▸ **Exercise aim**
Rewrite the records below as a numbered list with one entry per line and no blank lines, and leave out the pictures.

_ _ _ _

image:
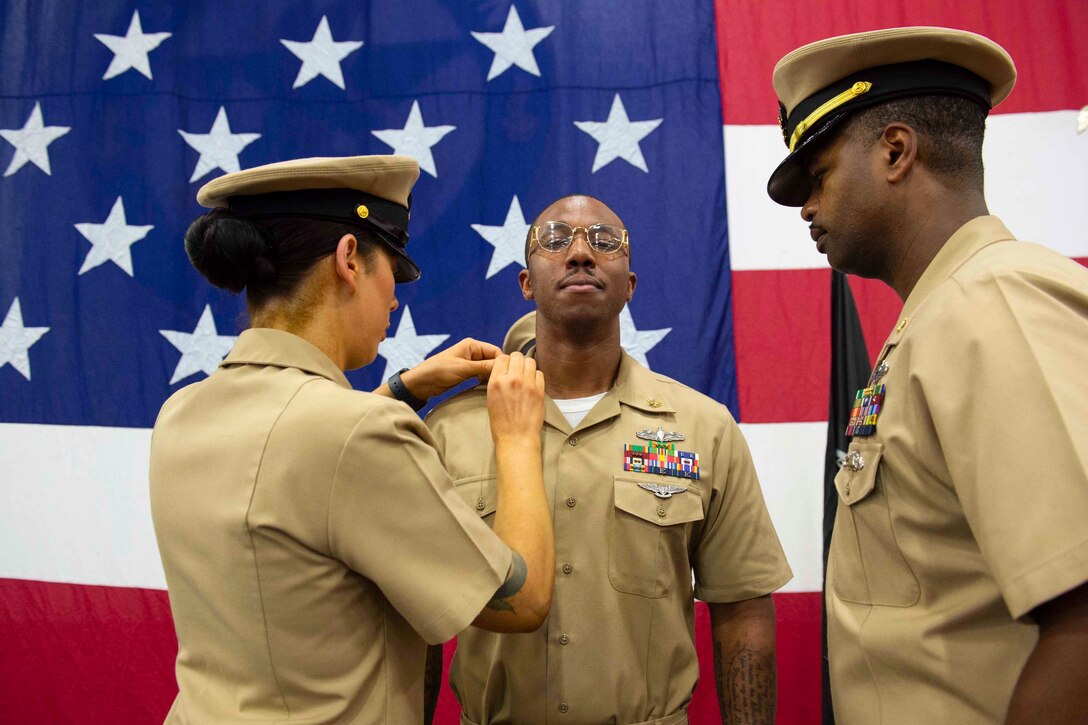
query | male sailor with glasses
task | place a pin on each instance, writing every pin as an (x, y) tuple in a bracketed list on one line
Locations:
[(648, 480)]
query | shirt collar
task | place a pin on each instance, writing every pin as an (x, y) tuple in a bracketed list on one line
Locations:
[(284, 349), (964, 243), (635, 386)]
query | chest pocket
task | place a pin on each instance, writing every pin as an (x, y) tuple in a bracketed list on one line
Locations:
[(481, 494), (868, 565), (647, 537)]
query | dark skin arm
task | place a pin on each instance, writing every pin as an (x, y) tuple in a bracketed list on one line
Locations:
[(1054, 680), (744, 660), (432, 680)]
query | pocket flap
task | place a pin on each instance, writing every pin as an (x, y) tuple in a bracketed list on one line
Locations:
[(665, 507), (857, 475), (479, 492)]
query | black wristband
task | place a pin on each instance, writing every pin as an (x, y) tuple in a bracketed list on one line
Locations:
[(402, 393)]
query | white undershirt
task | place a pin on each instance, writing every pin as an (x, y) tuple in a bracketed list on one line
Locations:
[(575, 408)]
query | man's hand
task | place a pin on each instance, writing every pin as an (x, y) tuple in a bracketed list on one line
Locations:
[(469, 358)]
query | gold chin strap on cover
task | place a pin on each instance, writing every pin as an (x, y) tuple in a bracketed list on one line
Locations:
[(848, 95)]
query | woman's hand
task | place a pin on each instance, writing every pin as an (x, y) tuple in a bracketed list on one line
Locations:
[(469, 358), (516, 398)]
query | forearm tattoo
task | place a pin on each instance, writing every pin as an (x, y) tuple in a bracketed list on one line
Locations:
[(432, 682), (745, 679), (515, 580)]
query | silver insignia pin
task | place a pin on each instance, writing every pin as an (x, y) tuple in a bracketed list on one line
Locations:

_ _ _ _

▸ **Solution to the problem**
1. image:
2. query | male sailor with glasses
3. task | place a pin on each instance, writing every pin as an (x, y) tuple in a bracketed list on one line
4. Locations:
5. [(648, 480)]
6. query | shirt collar
7. task | place a pin on each instance, writing every pin as an (x, y) tuple in a bracketed list on one line
8. Locations:
9. [(284, 349), (964, 243), (635, 386)]
10. query | chest pocket
11. task | place a pin on each instance, writing every pin as an (x, y) tuple in a bracketed list on one line
12. Locations:
13. [(481, 494), (868, 565), (647, 537)]
14. query | dark skin arm
15. task | place a pin on each instance, writing every pin as an (x, y) tuple in a bracketed list on one line
16. Locations:
17. [(1054, 680), (744, 660), (432, 680)]
18. query | pocket flap
19. task | place a pin on each instance, writing every pin as an (x, y) tuple in a bracketed list on one line
20. Locations:
21. [(665, 507), (857, 475), (479, 492)]
22. query | black wristband
23. task | place a pin on each instance, writing every pin as an (x, y) tuple in a bracketed list on one line
24. Locations:
25. [(402, 393)]
26. query | white undershirt
27. task | place a pin on each instance, writing every pin as an (x, y) tuple in a bracketed list on one line
28. Locations:
29. [(575, 408)]
30. query | man's hand
31. task | place a pin on each instance, writing every pin as an (x, y) tuple in a bracketed list on one line
32. Locations:
33. [(469, 358)]
34. query | gold chin strap on cover
35. task | place a pin on each instance, writing every pin as an (x, y) tuple in a bracketed list on one line
36. Locations:
37. [(848, 95)]
38. query | woman's hand
39. task | place a pin on each instance, writing every pin as an (x, y) tuple in a bracketed list on one line
40. Locations:
41. [(469, 358), (516, 398)]
42. query | forearm tattoo
43. task | place a pin on each instance, writing every pin as an (x, y) tuple in a bracketed list on one line
44. Locations:
45. [(432, 682), (745, 679), (515, 580)]
46. query | silver insignia pin
47. task | place a pin on each instance, writing every pin as an (x, y) tuple in a bracketed list on one line
48. Locations:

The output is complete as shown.